Entries on locating named things

+++

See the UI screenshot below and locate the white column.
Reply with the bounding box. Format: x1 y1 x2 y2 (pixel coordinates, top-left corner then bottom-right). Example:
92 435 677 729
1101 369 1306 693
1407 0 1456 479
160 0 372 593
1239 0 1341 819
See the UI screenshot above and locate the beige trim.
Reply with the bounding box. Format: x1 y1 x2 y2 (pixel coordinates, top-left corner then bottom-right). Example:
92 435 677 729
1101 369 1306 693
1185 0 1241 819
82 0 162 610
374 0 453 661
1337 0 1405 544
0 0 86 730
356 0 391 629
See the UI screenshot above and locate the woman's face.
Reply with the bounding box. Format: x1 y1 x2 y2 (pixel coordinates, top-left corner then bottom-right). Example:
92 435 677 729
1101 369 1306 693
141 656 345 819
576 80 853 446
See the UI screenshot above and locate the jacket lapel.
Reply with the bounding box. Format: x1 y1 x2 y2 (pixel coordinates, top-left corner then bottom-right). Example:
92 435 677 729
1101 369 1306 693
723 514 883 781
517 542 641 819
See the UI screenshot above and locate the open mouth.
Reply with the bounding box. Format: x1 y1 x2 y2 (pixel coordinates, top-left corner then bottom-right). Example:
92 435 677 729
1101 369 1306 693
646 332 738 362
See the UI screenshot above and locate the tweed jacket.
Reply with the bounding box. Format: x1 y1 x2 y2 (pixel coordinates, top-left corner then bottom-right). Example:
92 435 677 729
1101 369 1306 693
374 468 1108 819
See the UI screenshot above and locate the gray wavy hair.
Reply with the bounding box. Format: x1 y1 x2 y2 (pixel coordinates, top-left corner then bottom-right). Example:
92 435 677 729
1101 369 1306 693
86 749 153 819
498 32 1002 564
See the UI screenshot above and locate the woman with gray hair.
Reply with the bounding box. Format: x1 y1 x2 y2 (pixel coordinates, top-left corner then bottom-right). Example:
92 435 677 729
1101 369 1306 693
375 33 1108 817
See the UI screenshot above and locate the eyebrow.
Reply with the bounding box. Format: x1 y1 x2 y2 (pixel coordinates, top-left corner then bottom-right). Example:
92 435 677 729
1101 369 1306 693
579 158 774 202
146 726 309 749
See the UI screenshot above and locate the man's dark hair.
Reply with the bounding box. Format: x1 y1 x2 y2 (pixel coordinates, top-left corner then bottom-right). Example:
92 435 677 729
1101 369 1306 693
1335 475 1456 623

+++

| Do this |
Can you reproduce all of the records above, word for word?

| Finished answer |
See the UI screenshot below and locate the white column.
Reply with the bounding box. Format: x1 y1 x2 y2 (pixel coordinates, top-left corner then bottom-right). Example:
92 435 677 729
1101 369 1306 693
1407 0 1456 479
160 0 372 593
1239 0 1341 819
See the UI screenshot above and locate the beige trim.
Reply with the bounding box. Format: x1 y1 x2 y2 (pixel coordinates, top-left corner then bottom-right). Example:
92 435 677 729
1101 369 1306 693
1185 0 1241 819
82 0 162 610
374 0 453 661
1337 0 1405 544
0 0 86 730
356 0 391 629
See the UI screenshot above and locate the woman's face.
Reply with the bounding box. Format: x1 y1 x2 y2 (pixel coordinates, top-left corner then bottom-right). Example:
92 435 677 729
1101 369 1306 693
141 656 345 819
576 80 853 446
See the UI screenshot above and locate the jacket lapel.
Reply with the bounding box. Format: x1 y1 x2 y2 (pixel coordinates, top-left corner then bottom-right). Example:
92 435 677 729
1101 369 1306 693
723 514 883 781
517 542 641 819
See the UI screenshot above and locate the open mouth.
Reply with the bounding box. Format: x1 y1 x2 y2 (pixel coordinates, top-left corner then bottom-right). Example:
92 435 677 729
1101 369 1306 693
646 332 738 362
See the UI screenshot above and locate the tweed jacket.
Reply with the bounding box. Format: x1 y1 x2 y2 (pixel coordinates, top-left corner then bottom-right). Example:
92 435 677 729
1101 369 1306 693
374 468 1108 819
See the UI screenshot above and locate the gray wavy hair.
Reply with the bounding box. Format: x1 y1 x2 y2 (pixel coordinates, top-left corner then bottom-right). Example:
92 435 677 729
1101 369 1306 693
86 749 153 819
498 32 1002 564
See the UI screenshot above and locate the woman with gray hair.
Reply with the bounding box. Format: x1 y1 x2 y2 (pixel coordinates, top-left corner then bottom-right). Example:
92 435 677 729
1101 369 1306 693
375 33 1108 817
See the UI screenshot above and locate the eyebrow.
Reply with the bounding box. Format: x1 y1 x2 y2 (pixel coordinates, top-left corner then bottom-right). Example:
92 435 677 729
1101 369 1306 693
579 158 774 202
146 726 309 749
See the UI screenshot above and locate the man's dark hair.
Reply with the bounding box. Format: x1 y1 x2 y2 (pixel coordinates, top-left corner then bottom-right). Example:
92 435 677 729
1101 369 1306 693
1335 475 1456 623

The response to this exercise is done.